__TASK STATEMENT__. Check every line of the data below for "rear". Copy each one that has it.

(Free-text object descriptions)
....................

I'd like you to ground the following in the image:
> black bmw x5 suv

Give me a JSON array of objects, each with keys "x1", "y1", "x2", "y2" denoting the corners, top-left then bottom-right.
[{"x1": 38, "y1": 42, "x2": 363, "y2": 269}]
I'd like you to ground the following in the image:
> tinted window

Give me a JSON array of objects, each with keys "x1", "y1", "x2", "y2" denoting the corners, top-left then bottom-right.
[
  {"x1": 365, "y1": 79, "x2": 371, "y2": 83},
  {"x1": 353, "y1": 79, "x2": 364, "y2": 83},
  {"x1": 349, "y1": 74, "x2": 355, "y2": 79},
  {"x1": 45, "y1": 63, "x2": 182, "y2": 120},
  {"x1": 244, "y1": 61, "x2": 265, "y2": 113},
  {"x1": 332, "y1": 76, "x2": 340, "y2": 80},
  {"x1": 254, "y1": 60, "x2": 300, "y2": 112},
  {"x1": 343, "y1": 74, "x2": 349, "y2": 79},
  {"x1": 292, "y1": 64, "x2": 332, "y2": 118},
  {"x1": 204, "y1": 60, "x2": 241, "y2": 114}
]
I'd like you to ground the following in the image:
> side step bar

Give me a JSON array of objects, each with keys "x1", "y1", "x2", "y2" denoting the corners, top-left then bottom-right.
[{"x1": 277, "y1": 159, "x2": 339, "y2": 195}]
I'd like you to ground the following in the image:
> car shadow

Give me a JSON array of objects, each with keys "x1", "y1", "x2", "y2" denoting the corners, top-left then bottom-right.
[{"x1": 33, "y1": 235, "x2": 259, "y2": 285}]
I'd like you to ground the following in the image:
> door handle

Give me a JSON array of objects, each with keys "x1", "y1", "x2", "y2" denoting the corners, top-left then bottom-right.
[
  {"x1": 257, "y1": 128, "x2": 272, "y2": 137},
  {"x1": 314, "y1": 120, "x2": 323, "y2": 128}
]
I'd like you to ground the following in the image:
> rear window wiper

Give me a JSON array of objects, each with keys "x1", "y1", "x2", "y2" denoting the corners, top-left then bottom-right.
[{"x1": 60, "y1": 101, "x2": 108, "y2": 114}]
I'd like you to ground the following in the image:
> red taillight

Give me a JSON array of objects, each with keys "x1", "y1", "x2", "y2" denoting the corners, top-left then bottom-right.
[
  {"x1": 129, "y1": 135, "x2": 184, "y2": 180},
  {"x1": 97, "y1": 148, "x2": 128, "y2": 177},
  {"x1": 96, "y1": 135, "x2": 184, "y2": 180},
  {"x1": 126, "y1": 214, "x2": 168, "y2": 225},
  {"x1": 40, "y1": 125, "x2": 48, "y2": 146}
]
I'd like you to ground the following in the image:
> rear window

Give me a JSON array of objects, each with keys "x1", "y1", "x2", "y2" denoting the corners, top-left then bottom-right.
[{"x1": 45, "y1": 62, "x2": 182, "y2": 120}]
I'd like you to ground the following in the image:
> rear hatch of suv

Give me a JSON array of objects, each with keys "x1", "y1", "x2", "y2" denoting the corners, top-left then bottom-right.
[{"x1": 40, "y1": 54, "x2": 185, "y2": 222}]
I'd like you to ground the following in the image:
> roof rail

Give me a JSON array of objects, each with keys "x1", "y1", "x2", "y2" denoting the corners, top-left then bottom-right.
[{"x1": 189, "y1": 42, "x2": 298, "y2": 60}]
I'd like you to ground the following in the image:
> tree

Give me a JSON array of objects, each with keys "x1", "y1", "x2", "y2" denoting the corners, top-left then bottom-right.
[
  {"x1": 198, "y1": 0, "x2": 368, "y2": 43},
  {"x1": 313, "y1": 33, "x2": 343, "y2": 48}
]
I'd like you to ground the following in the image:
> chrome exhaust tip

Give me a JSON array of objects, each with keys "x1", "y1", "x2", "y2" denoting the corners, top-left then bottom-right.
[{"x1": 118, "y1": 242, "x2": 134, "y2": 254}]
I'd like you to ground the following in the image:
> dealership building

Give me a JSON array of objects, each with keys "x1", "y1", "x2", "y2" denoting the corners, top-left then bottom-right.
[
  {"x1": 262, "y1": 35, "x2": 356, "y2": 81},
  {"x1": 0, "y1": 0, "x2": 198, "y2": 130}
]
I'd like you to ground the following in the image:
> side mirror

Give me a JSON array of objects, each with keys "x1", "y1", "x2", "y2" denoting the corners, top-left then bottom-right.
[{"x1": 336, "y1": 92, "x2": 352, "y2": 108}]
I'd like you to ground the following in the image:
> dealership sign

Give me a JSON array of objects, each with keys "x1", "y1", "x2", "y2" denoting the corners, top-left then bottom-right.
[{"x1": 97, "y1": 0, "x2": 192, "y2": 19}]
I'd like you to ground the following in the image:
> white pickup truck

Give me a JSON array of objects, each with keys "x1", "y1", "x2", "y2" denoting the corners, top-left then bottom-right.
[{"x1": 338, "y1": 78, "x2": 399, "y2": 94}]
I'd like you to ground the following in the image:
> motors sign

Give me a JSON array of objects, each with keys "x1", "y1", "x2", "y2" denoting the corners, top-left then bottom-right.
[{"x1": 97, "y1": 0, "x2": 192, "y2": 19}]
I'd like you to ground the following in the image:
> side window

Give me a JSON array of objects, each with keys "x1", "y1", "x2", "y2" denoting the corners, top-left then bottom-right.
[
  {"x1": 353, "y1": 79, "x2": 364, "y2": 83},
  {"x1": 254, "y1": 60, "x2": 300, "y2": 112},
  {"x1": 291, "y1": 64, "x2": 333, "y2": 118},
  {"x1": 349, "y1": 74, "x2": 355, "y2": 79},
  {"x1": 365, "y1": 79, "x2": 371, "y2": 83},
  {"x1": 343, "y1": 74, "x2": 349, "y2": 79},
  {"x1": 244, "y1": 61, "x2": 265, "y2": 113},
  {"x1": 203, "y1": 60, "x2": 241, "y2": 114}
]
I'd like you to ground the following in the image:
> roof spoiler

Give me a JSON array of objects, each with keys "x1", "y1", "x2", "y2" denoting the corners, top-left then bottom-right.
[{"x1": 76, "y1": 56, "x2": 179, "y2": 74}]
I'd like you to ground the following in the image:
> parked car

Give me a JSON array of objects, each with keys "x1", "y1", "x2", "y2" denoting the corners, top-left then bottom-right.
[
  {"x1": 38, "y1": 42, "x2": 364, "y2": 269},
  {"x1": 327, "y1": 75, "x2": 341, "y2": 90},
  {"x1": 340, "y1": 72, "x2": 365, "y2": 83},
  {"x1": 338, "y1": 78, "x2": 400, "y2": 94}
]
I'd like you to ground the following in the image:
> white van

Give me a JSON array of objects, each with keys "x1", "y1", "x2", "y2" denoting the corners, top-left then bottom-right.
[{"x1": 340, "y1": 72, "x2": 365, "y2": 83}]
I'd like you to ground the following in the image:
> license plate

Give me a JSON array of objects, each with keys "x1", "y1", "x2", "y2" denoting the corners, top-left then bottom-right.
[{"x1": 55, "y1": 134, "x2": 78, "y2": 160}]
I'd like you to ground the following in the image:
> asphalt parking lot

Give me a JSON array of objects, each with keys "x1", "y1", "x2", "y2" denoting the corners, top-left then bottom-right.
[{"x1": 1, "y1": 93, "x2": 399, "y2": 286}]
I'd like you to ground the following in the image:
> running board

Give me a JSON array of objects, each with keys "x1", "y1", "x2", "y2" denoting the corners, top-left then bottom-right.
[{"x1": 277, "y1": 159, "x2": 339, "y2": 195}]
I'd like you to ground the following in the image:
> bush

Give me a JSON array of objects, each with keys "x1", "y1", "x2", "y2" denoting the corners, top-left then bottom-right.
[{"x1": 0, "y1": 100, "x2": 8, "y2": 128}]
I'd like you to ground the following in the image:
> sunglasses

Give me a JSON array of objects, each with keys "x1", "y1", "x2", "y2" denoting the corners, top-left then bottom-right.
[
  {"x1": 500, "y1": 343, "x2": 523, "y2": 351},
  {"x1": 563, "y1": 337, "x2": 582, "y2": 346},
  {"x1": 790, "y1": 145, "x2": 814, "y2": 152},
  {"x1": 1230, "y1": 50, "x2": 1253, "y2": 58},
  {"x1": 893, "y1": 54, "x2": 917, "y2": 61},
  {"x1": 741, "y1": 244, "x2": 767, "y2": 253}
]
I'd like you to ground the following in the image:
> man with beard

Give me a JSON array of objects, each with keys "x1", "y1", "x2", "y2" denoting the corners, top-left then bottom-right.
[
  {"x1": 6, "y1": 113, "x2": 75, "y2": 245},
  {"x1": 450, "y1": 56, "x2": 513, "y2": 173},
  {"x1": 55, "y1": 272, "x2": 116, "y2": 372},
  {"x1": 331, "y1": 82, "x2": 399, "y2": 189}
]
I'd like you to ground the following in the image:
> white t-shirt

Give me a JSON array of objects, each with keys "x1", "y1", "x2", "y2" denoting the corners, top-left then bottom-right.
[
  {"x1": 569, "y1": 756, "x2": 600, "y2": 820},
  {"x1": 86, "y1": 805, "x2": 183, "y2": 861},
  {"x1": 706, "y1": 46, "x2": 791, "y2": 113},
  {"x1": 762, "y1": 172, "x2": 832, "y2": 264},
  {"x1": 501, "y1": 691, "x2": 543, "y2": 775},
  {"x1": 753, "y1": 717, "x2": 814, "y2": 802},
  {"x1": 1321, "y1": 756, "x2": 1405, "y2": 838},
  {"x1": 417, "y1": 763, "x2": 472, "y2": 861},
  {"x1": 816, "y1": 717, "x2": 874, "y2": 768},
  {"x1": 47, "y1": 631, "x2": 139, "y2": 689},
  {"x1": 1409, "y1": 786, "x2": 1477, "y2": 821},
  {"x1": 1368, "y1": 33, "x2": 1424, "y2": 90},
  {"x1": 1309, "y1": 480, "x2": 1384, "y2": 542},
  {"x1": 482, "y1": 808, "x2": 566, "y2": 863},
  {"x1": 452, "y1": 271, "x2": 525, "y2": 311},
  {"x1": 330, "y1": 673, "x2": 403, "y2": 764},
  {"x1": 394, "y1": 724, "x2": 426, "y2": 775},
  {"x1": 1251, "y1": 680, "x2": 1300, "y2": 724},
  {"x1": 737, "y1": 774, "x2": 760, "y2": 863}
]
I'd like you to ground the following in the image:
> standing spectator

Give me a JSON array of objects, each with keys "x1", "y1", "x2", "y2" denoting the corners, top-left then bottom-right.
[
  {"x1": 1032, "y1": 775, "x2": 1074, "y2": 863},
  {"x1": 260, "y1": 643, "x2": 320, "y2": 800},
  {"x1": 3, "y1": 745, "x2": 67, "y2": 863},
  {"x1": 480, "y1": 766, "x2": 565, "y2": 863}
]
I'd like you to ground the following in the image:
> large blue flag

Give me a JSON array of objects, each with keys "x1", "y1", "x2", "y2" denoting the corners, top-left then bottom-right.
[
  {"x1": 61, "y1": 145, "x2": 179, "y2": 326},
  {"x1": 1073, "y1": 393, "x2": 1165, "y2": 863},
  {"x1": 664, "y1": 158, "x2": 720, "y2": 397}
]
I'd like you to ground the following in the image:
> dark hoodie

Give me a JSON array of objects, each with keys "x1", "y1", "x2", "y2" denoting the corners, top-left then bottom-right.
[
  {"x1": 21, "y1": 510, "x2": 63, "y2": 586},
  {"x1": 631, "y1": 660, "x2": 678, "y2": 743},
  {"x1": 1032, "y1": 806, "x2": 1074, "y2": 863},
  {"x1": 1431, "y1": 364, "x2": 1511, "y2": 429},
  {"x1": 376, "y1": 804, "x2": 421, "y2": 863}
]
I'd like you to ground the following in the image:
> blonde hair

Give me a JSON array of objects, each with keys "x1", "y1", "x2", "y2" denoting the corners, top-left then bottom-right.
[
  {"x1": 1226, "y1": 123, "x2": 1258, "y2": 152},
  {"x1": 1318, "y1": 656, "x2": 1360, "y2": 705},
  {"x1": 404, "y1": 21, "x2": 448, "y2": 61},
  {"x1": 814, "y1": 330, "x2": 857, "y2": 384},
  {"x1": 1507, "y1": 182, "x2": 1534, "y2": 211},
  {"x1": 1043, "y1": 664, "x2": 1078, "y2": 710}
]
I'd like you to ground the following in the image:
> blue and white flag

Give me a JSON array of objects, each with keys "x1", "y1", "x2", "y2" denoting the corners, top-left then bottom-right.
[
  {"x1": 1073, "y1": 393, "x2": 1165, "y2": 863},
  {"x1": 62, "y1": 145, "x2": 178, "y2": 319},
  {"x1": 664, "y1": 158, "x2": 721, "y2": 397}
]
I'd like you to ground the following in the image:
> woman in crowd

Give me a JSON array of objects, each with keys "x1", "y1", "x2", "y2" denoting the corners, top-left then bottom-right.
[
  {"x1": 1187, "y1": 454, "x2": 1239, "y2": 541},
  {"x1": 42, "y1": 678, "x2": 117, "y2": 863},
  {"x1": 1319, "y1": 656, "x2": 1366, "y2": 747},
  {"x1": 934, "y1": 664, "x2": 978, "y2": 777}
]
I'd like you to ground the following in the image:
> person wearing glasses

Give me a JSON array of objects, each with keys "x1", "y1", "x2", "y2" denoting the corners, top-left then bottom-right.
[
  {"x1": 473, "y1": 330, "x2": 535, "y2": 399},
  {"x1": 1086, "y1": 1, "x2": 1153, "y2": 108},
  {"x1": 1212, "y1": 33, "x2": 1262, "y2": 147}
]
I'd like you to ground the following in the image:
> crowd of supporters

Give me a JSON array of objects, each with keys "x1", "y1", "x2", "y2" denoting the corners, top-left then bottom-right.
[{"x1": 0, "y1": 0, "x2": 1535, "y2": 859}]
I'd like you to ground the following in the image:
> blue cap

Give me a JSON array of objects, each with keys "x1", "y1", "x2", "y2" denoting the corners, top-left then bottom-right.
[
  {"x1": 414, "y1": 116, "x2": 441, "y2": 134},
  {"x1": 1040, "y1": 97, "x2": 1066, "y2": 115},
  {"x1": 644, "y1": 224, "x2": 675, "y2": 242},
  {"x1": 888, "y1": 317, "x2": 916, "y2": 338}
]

....................

__ANSWER FOR THIS EXERCISE__.
> rear window wiper
> rear window
> rear hatch of suv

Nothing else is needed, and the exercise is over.